** PASSAGE PROVIDED **
============
Control Plane vs Data Plane¶
Overview¶
The ConnectSoft AI Software Factory runtime uses a control plane / data plane separation to achieve scalability, reliability, and operational isolation. This architectural pattern separates orchestration and coordination (control plane) from work execution (data plane), enabling independent scaling, deployment, and failure isolation.
Control Plane Responsibilities¶
The Control Plane is the central nervous system of the Factory, responsible for:
Orchestration¶
- Workflow Coordination — Manages multi-step agent workflows (vision → architecture → engineering → QA → DevOps)
============
** WORK TO COMPLETE **
Take the control plane and data plane passage further, starting after its last line.
============
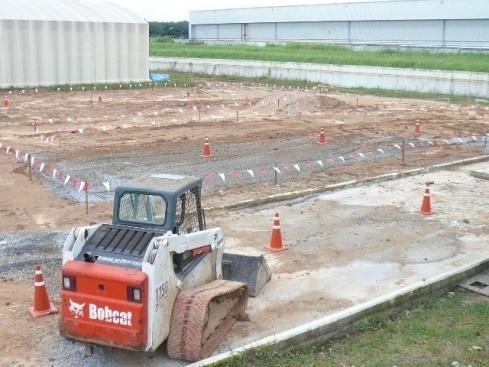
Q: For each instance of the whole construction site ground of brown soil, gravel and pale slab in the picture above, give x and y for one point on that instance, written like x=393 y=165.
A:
x=345 y=247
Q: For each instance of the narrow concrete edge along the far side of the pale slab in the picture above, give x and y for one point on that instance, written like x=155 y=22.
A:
x=350 y=184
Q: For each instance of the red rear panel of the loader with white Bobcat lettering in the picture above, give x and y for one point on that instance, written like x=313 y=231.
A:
x=105 y=304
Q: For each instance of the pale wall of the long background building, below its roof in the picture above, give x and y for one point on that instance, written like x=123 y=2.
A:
x=423 y=33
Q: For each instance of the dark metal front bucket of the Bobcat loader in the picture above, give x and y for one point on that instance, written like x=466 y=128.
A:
x=250 y=269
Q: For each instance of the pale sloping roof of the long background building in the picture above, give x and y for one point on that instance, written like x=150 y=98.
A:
x=348 y=11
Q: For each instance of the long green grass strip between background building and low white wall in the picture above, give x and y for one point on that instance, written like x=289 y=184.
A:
x=325 y=54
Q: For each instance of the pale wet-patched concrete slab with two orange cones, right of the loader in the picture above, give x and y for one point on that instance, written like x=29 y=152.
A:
x=350 y=247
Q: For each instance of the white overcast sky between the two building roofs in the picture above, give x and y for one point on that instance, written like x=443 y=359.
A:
x=173 y=11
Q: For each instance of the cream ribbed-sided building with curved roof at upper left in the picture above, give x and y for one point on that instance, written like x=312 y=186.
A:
x=57 y=42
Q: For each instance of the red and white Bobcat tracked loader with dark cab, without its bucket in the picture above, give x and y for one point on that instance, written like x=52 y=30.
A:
x=154 y=274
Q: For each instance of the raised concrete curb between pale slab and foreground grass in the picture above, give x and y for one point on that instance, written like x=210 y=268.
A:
x=340 y=323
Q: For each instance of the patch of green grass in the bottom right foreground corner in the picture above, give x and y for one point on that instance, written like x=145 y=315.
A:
x=439 y=332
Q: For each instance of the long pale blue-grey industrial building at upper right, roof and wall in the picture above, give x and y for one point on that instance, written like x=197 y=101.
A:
x=417 y=23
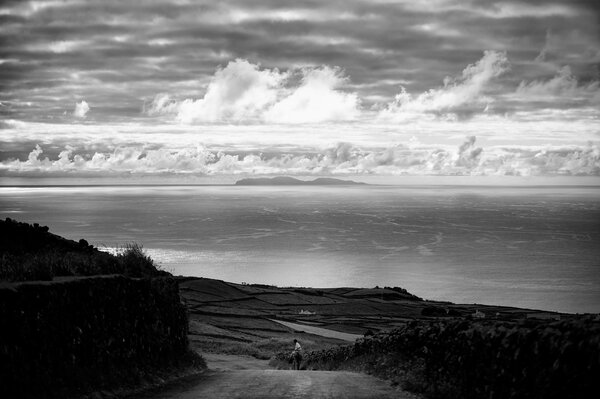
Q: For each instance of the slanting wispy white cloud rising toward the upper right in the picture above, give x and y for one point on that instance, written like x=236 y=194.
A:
x=465 y=91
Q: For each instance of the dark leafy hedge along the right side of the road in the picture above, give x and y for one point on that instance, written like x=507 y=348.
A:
x=477 y=359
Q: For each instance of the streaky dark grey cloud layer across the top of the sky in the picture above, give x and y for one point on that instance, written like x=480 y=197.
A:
x=118 y=55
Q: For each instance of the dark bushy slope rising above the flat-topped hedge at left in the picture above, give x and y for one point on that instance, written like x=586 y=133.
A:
x=31 y=252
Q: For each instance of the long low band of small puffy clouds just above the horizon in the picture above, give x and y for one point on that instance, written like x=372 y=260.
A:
x=342 y=159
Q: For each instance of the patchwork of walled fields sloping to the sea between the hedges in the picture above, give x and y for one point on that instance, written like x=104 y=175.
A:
x=261 y=320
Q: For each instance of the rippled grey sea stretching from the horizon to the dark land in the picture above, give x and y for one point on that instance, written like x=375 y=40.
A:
x=532 y=247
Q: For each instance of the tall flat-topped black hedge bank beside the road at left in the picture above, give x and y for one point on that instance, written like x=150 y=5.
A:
x=96 y=332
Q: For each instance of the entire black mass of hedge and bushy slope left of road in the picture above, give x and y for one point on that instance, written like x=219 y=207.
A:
x=123 y=328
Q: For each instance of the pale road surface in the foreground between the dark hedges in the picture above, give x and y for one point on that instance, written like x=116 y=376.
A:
x=288 y=384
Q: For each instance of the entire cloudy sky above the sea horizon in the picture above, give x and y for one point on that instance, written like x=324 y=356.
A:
x=371 y=88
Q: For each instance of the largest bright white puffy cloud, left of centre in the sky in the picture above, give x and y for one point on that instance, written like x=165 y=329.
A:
x=243 y=92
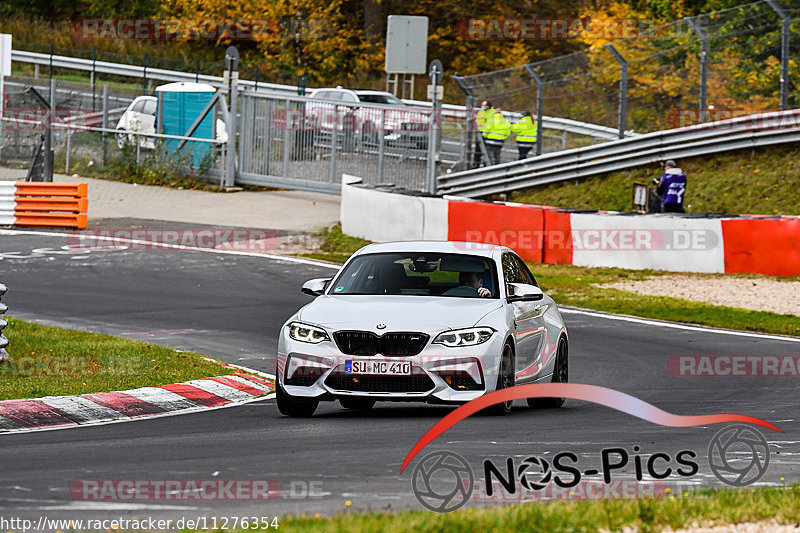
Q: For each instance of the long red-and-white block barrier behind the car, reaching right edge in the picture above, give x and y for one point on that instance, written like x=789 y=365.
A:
x=757 y=244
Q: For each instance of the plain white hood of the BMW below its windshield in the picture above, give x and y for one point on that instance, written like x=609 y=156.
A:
x=399 y=313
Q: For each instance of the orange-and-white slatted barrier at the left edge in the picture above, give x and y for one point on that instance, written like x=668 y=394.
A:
x=43 y=204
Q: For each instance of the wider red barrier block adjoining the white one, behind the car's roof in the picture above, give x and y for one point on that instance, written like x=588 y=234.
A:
x=518 y=227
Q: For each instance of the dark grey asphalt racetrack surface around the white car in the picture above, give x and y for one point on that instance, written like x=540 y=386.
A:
x=231 y=307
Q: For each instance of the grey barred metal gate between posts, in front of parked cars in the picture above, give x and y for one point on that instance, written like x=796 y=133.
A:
x=308 y=143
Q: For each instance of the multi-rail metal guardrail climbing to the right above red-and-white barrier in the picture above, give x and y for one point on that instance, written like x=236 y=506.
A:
x=763 y=129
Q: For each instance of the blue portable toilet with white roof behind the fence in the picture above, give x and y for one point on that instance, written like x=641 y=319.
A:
x=179 y=105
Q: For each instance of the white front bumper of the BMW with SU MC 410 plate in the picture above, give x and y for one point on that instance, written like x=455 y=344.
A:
x=438 y=373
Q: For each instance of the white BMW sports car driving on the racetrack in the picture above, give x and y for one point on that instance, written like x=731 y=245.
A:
x=438 y=322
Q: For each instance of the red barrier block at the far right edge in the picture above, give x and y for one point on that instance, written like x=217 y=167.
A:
x=762 y=246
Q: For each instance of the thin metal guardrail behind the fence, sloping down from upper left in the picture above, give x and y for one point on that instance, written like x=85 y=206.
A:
x=137 y=71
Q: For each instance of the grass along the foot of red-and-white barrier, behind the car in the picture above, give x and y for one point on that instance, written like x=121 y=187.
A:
x=578 y=286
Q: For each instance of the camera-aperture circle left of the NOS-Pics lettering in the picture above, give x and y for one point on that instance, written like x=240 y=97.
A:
x=442 y=481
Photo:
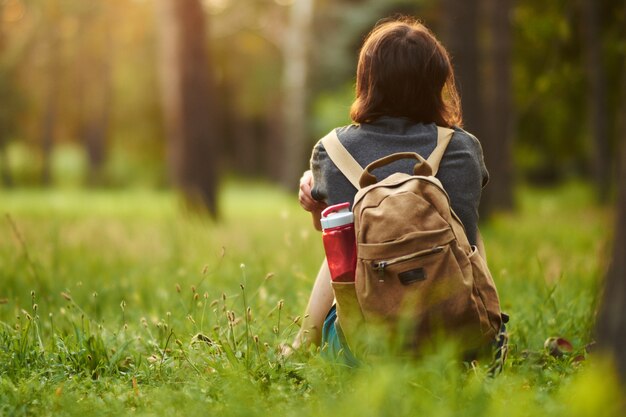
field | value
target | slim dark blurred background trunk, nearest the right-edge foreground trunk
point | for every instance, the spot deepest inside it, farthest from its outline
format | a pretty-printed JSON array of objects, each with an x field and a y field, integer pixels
[{"x": 597, "y": 97}]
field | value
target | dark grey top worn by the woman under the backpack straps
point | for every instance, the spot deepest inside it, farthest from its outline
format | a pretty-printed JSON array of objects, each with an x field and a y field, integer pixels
[{"x": 462, "y": 171}]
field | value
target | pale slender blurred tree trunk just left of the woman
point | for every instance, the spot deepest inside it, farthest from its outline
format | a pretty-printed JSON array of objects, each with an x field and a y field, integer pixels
[{"x": 296, "y": 51}]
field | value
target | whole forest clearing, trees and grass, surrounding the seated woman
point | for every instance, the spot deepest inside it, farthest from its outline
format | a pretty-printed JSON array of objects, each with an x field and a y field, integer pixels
[{"x": 110, "y": 108}]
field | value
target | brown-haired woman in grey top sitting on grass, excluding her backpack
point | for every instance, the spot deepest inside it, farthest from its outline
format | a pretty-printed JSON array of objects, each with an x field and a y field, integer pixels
[{"x": 404, "y": 89}]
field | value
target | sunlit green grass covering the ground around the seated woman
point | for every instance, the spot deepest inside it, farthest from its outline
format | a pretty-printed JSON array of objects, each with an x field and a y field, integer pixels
[{"x": 123, "y": 303}]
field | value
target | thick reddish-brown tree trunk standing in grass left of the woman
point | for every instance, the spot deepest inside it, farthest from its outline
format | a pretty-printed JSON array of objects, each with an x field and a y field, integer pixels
[{"x": 188, "y": 101}]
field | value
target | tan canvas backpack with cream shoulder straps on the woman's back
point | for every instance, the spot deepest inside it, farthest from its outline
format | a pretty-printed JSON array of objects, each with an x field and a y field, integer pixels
[{"x": 417, "y": 275}]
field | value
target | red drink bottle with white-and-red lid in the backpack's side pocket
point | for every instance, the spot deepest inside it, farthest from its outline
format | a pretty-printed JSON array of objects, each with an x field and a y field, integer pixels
[{"x": 339, "y": 241}]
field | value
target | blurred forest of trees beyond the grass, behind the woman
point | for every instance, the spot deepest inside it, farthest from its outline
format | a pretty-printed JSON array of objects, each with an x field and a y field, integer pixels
[{"x": 85, "y": 86}]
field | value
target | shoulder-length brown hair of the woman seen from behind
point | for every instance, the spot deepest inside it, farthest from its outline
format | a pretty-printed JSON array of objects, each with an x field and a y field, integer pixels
[{"x": 404, "y": 71}]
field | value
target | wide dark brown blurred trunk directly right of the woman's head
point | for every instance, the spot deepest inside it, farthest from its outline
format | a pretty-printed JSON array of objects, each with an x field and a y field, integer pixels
[{"x": 478, "y": 35}]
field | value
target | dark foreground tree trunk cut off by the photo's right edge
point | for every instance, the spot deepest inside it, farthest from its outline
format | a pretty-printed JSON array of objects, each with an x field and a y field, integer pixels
[{"x": 611, "y": 325}]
============
** ANSWER BOX **
- Dependency Management — Ensures steps execute in the correct order and handles dependencies between jobs
- Agent Assignment — Routes tasks to appropriate agents based on capabilities and availability
Scheduling¶
- Job Scheduling — Determines when jobs should execute based on priority, resource availability, and constraints
- Queue Management — Manages job queues, prioritization, and rate limiting
- Resource Allocation — Allocates compute resources to data plane workers based on workload
Run Lifecycle Management¶
- Run Creation — Validates run requests and creates run records
- State Tracking — Tracks run progress through states (Requested → Validated → Queued → Running → Succeeded/Failed/Cancelled)
- Lifecycle Transitions — Manages state transitions and enforces lifecycle rules
Validation and Policy Enforcement¶
- Input Validation — Validates run requests, templates, and configurations before execution
- Policy Enforcement — Enforces security policies, resource quotas, and compliance rules
- Pre-flight Checks — Verifies prerequisites (e.g., Azure DevOps access, template availability)
State Store¶
- Run Metadata — Stores run configuration, status, timestamps, and metadata
- Step Status — Tracks individual job/step status within runs
- Artifact References — Maintains references to generated artifacts (repo URLs, pipeline IDs, etc.)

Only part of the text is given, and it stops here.